◆ Exercise materials ◆
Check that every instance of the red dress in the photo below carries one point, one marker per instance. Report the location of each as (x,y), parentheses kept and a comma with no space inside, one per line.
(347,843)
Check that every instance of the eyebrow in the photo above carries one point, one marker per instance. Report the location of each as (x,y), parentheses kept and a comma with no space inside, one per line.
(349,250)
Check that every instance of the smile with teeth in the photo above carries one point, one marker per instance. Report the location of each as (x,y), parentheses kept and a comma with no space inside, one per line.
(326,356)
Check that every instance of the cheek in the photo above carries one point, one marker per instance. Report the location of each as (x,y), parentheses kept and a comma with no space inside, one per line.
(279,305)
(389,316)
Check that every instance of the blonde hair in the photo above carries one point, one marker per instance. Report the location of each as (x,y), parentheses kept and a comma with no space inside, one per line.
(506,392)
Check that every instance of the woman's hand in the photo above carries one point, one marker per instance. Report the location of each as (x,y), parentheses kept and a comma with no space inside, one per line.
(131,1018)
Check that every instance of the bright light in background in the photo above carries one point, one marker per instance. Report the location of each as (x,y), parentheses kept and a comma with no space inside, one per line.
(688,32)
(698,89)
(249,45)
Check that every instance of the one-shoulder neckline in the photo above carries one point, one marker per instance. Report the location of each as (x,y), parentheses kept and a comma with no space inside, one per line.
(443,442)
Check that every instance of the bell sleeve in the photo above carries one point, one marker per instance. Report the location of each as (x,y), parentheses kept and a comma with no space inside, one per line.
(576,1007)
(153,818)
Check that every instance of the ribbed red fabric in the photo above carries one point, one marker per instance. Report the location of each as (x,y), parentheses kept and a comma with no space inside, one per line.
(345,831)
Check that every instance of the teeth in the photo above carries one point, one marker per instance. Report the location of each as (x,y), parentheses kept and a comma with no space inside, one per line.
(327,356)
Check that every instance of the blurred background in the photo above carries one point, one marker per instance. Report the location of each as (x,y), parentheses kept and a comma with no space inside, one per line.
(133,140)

◆ Given problem ◆
Reproduce all of the data above with every "marker" changed to "dot" and nothing else altered.

◆ Output below ◆
Check that every instance of the red dress in the photo below carries one point, one dot per instance. Report the location of each as (x,y), parentheses kept and a comma with no space inside, one per line.
(347,843)
Check that every instance of the eyebrow in the photo above carries one point, one dot per instance. Report the location of each as (x,y), parentheses kept and a comma with no space inside, one per line.
(349,250)
Check that every instance of the smile with teeth in the photo above carries one point, one dot per instance. Report the location of each as (x,y), parentheses kept and a comma with no space inside, one per line.
(326,356)
Check that every instance of the cheek in the photo above carries one point, one dot per instance. Report the location of each as (x,y), parentheses kept and a comma with no space inside, one per line.
(279,305)
(389,316)
Check that every instance of the blonde hair in the photo above carries one point, one dot per instance. Report the location of each as (x,y), parentheses kept and a comma with no space inside, one per line.
(506,392)
Check that every instance of the woman's hand in the photo above carries one point, one dot per instance. Report the location of each as (x,y), parentheses kept and a comma with no space inside, one per line.
(131,1018)
Check that every instance of the bright light in background in the photo above carries one point, one dot per instance. Report the location of each as (x,y), parentheses kept and a comma with no space inside, one per line.
(688,32)
(698,89)
(249,45)
Check that every instance of the one-shoulder neckline in the photo above carries one point, one dot per instance. Report the location of each as (x,y), parentheses kept and a comma with no space inside, one per line.
(443,442)
Check that every instance of the bell sleeve in the photo above carries one point, one dot per instance. Report the location of each as (x,y), parentheses kept and a comma with no space inside, one per line.
(576,1007)
(153,818)
Check that every instance of the ribbed red fabric in the photo above carries one point, one dot per instance. Report the location of each as (x,y), parentheses kept and a comma with no space inside, one per line.
(345,831)
Check that every instance of the teeth in the photo above carries one point, one dot per instance. Report the location of each as (x,y), parentheses kept and a comma with no space inside, one per line.
(327,356)
Check that every instance of the blurred background in the photo above carries one point, one dot per instance. Report the location of each as (x,y), parentheses kept and a comma with no space inside, one per line.
(133,140)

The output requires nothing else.